Object position labeling entries
■ ■ ■ ■
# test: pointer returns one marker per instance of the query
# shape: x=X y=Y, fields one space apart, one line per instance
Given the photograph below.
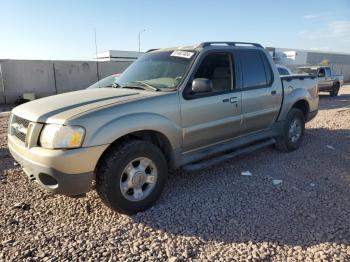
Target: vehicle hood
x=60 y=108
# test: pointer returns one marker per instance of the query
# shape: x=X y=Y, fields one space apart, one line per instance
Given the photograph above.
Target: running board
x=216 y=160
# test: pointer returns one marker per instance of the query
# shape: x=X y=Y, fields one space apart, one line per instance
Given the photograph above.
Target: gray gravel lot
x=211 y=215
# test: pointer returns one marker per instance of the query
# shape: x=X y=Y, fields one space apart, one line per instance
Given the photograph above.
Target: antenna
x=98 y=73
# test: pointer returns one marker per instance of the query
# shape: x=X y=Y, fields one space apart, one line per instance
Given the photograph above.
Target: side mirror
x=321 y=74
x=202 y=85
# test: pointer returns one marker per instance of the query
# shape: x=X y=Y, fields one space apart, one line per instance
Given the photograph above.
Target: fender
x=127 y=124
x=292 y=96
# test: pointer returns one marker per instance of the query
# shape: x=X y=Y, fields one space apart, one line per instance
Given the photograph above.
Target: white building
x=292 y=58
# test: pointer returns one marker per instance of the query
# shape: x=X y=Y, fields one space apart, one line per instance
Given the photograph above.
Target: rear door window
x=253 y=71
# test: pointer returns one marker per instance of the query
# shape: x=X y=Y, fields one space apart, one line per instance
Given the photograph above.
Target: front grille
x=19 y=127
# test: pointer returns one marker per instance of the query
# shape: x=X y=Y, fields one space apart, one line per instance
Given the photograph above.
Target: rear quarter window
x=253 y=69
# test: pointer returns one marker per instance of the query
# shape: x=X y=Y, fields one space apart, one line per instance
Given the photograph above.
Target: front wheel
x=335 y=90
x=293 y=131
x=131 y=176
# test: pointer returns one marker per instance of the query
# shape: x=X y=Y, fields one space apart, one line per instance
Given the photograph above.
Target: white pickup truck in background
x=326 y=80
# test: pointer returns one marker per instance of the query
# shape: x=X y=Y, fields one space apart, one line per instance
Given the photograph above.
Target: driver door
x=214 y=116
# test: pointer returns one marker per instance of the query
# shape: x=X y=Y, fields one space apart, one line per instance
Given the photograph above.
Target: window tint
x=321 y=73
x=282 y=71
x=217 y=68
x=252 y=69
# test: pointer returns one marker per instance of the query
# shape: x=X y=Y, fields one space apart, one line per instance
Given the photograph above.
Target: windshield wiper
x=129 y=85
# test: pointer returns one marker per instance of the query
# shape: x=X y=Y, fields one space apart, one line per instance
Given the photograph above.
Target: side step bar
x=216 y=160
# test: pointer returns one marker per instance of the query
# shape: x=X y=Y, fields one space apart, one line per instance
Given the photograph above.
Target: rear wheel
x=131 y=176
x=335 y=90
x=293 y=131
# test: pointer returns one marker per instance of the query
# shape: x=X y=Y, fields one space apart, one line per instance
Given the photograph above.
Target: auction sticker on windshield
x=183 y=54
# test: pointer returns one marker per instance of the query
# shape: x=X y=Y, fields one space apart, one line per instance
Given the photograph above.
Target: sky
■ ■ ■ ■
• _WORK TO DO_:
Locate every line in the records above that contains the string "rear", and copy each of those lines. Matching is case-sensitive.

• _RESPONSE TO THE TASK_:
Target: rear door window
Target: rear quarter window
Target: rear wheel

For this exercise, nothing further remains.